**PROBLEM DETAILS**
Render every entry verbatim.

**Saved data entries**

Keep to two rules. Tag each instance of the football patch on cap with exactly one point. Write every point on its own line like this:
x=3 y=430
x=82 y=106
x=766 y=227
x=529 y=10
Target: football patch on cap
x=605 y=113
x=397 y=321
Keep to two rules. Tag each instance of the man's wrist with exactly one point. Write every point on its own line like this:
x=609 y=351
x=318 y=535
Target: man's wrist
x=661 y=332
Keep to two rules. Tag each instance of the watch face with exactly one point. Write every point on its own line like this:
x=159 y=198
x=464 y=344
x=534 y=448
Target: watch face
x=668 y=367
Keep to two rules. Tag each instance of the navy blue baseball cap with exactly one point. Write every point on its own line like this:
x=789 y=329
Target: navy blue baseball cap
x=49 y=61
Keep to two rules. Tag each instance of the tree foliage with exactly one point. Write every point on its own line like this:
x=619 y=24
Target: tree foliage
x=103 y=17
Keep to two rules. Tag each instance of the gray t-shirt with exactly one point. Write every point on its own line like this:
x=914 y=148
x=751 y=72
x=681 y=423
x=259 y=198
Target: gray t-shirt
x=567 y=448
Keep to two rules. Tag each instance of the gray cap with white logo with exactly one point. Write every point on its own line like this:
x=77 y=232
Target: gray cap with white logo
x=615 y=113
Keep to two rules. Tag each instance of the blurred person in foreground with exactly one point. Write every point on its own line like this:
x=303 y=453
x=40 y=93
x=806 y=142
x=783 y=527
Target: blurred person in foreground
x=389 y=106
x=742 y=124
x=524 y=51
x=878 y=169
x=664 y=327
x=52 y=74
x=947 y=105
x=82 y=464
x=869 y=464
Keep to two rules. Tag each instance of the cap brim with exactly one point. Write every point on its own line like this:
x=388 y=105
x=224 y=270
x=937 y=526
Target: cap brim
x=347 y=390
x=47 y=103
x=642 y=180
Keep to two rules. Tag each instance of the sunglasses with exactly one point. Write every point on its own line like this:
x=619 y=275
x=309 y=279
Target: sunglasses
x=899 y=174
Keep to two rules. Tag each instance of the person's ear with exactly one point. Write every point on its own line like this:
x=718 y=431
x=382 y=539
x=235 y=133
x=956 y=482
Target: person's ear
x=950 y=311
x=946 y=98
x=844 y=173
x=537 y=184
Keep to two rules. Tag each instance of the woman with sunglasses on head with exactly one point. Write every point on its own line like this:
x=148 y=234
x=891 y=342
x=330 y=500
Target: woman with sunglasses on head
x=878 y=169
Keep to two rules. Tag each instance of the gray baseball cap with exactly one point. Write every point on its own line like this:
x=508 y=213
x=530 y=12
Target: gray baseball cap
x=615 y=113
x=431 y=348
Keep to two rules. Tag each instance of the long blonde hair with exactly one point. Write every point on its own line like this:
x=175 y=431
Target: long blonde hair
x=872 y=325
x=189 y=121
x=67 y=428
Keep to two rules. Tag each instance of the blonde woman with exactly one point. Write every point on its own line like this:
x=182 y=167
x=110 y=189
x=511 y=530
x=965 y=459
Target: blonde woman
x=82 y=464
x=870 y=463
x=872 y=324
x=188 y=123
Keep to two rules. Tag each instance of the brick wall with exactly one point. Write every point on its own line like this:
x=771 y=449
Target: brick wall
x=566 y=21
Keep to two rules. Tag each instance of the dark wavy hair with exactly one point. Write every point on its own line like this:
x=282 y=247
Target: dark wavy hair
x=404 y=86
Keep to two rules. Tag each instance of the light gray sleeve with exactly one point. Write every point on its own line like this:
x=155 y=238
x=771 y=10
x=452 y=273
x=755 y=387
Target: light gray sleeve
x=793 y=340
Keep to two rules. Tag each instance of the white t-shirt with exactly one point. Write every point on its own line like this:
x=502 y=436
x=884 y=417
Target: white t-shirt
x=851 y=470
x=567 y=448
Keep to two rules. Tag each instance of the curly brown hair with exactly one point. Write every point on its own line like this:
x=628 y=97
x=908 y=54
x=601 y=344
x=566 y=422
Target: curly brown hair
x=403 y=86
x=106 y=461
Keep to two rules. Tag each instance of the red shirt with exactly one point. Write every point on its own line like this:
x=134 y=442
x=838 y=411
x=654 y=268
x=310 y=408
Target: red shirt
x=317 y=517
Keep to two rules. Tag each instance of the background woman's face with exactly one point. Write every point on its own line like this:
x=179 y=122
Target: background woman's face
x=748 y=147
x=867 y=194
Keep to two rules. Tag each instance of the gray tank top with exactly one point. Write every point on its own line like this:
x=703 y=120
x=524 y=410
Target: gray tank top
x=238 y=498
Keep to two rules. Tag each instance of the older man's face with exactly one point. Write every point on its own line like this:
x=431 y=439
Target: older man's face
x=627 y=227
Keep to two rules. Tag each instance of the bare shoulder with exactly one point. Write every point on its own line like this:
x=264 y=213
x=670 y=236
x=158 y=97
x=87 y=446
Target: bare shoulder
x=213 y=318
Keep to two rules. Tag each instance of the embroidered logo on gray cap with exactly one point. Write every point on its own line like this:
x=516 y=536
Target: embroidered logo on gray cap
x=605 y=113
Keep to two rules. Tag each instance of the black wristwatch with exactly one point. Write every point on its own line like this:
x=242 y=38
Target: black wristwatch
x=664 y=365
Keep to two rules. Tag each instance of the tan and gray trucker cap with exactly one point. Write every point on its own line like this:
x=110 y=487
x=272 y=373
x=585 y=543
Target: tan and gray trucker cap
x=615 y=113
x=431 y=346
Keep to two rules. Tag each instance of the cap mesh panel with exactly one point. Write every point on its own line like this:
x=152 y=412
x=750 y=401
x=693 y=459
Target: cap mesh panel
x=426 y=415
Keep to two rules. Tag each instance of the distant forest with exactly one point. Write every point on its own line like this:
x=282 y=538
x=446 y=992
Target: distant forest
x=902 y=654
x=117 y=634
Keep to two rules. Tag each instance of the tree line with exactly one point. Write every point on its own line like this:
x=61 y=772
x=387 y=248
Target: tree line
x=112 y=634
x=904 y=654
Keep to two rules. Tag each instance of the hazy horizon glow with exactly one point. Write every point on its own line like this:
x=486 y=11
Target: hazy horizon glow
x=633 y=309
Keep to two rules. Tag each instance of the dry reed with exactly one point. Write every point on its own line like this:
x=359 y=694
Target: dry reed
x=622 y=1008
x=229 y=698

**RESPONSE FOR THIS EXERCISE**
Keep to two rules. Tag each instance of the football patch on cap with exactly one point. Write every point on its own line like this:
x=3 y=430
x=82 y=106
x=766 y=227
x=529 y=10
Target: football patch on cap
x=605 y=113
x=397 y=321
Keep to two rules. Tag each instance of the man's wrist with exactly one point. Write every point on its own line like this:
x=609 y=351
x=318 y=535
Target: man's wrist
x=661 y=332
Keep to two rules. Tag each instance of the watch face with exactly one point. Write every point on its own line like this:
x=159 y=198
x=464 y=344
x=534 y=448
Target: watch face
x=668 y=367
Keep to two rules. Tag each instance of the navy blue baseball cap with exactly one point. Write every point on its own line like this:
x=789 y=329
Target: navy blue baseball cap
x=49 y=61
Keep to two rules. Tag each instance of the tree foliage with exactly one point. Write every point on its own line like this:
x=619 y=24
Target: tree foliage
x=103 y=17
Keep to two rules. Tag each instance of the gray t-shirt with exactly one point. Write every point on its own line like this:
x=914 y=148
x=751 y=72
x=681 y=423
x=259 y=198
Target: gray t-shirt
x=567 y=448
Keep to two rules. Tag each instance of the gray cap with white logo with exactly one point. Write every point on its own line like this:
x=77 y=232
Target: gray cap with white logo
x=615 y=113
Keep to two rules. Tag each instance of the blurred person in foreground with exactly one point. Write every point on its own line like this:
x=303 y=453
x=40 y=93
x=806 y=142
x=783 y=527
Target: blurred person in foreground
x=389 y=106
x=742 y=124
x=524 y=51
x=878 y=169
x=664 y=327
x=52 y=74
x=947 y=105
x=82 y=464
x=869 y=464
Keep to two rules. Tag each instance of the cap brim with exactly one point. Write every point on its own line like this:
x=388 y=105
x=224 y=270
x=937 y=526
Target: cap brim
x=347 y=390
x=47 y=103
x=642 y=180
Keep to two rules. Tag each instance of the sunglasses with exactly one point. Write every point on its own line like this:
x=619 y=275
x=309 y=279
Target: sunglasses
x=899 y=174
Keep to two rules. Tag each instance of the person's ear with exactly one point. Write every point on its own line like this:
x=718 y=431
x=382 y=539
x=235 y=133
x=956 y=482
Target: person's ear
x=950 y=311
x=946 y=98
x=844 y=173
x=537 y=184
Keep to two rules. Tag each instance of the woman with sunglasses on head with exactly one point. Write every point on its own line like this:
x=148 y=234
x=891 y=342
x=330 y=500
Target: woman with sunglasses on head
x=878 y=169
Keep to two rules. Tag each instance of the gray baseball cap with exactly one point. Write every point on its own line like this:
x=508 y=213
x=530 y=12
Target: gray baseball cap
x=615 y=113
x=431 y=348
Keep to two rules. Tag each instance of the long blonde hair with exactly one point. Write every point on its own line like this:
x=175 y=431
Target: long blonde hair
x=872 y=325
x=189 y=121
x=67 y=428
Keep to two rules. Tag each instance of the blonde woman with exactly one point. Write every point on its own line like this:
x=182 y=167
x=110 y=189
x=511 y=530
x=965 y=459
Target: blonde woman
x=82 y=464
x=870 y=463
x=872 y=324
x=188 y=123
Keep to two rules. Tag each instance of the brick wall with exactly one point. Write every point on its own line like this:
x=771 y=449
Target: brick wall
x=566 y=21
Keep to two rules. Tag each instance of the dark wavy hair with exactly one point. Write every point on its own line like this:
x=282 y=247
Target: dark wavy hair
x=404 y=86
Keep to two rules. Tag each instance of the light gray sleeve with exactly one point. Write every point on its own line like this:
x=155 y=238
x=771 y=10
x=452 y=273
x=755 y=387
Target: light gray sleeve
x=793 y=340
Keep to two rules. Tag each instance of the white t-shirt with exactly one point. Write every point on its own line like this:
x=502 y=436
x=884 y=417
Target: white t-shirt
x=851 y=470
x=567 y=448
Keep to two rules. Tag each instance of the curly brown hair with exactly one point. Write every point on its own line like this:
x=628 y=97
x=908 y=54
x=601 y=344
x=566 y=422
Target: curly brown hair
x=403 y=86
x=106 y=461
Keep to two rules. Tag each instance of the red shirt with exactly one point. Write every point on its own line like this:
x=134 y=442
x=838 y=411
x=654 y=268
x=310 y=408
Target: red shirt
x=317 y=517
Keep to two rules. Tag each instance of the background woman's face with exactly one point. Write every point on its own line like this:
x=179 y=122
Target: background woman's face
x=748 y=147
x=867 y=194
Keep to two rules. Tag each instance of the gray tank top with exactly one point. Write every point on its own line like this:
x=703 y=120
x=524 y=410
Target: gray tank top
x=238 y=498
Keep to two rules. Tag each instance of the older man's face with exactly one point. Write every point on its own line like this:
x=431 y=439
Target: older man's face
x=627 y=227
Keep to two rules. Tag each instance of the bare shoulder with exactly one point. Write every point on its own line like this:
x=264 y=213
x=670 y=236
x=158 y=97
x=87 y=446
Target: bare shoulder
x=213 y=318
Keep to two rules. Tag each instance of the embroidered logo on gray cap with exactly one point. Write every point on its own line like this:
x=516 y=536
Target: embroidered logo on gray cap
x=605 y=113
Keep to two rules. Tag each instance of the black wristwatch with exactly one point. Write every point on its own line like this:
x=242 y=38
Target: black wristwatch
x=664 y=365
Keep to two rules. Tag each instance of the tan and gray trucker cap with exactly one point. Write every point on its own line like this:
x=110 y=487
x=272 y=373
x=585 y=543
Target: tan and gray trucker cap
x=615 y=113
x=431 y=346
Keep to two rules. Tag each instance of the cap mesh panel with exactly one point. Write every point on its own line like this:
x=152 y=412
x=750 y=401
x=693 y=459
Target: cap mesh panel
x=426 y=415
Keep to two rules. Tag each instance of the distant forest with exactly one point. Write every point on its own line like this:
x=282 y=538
x=446 y=992
Target: distant forest
x=902 y=654
x=117 y=634
Keep to two rules. Tag each instance of the tree line with exactly one point. Write every point on its own line like this:
x=61 y=772
x=387 y=248
Target: tree line
x=112 y=634
x=904 y=654
Keep to two rules. Tag each instance of the hazy horizon glow with exactly one point. Write every point on its own line like this:
x=486 y=11
Target: hazy horizon glow
x=633 y=309
Keep to two rules. Tag each instance of the dry reed with exactly one point. Write every point on its own line like this:
x=359 y=694
Target: dry reed
x=622 y=1008
x=229 y=698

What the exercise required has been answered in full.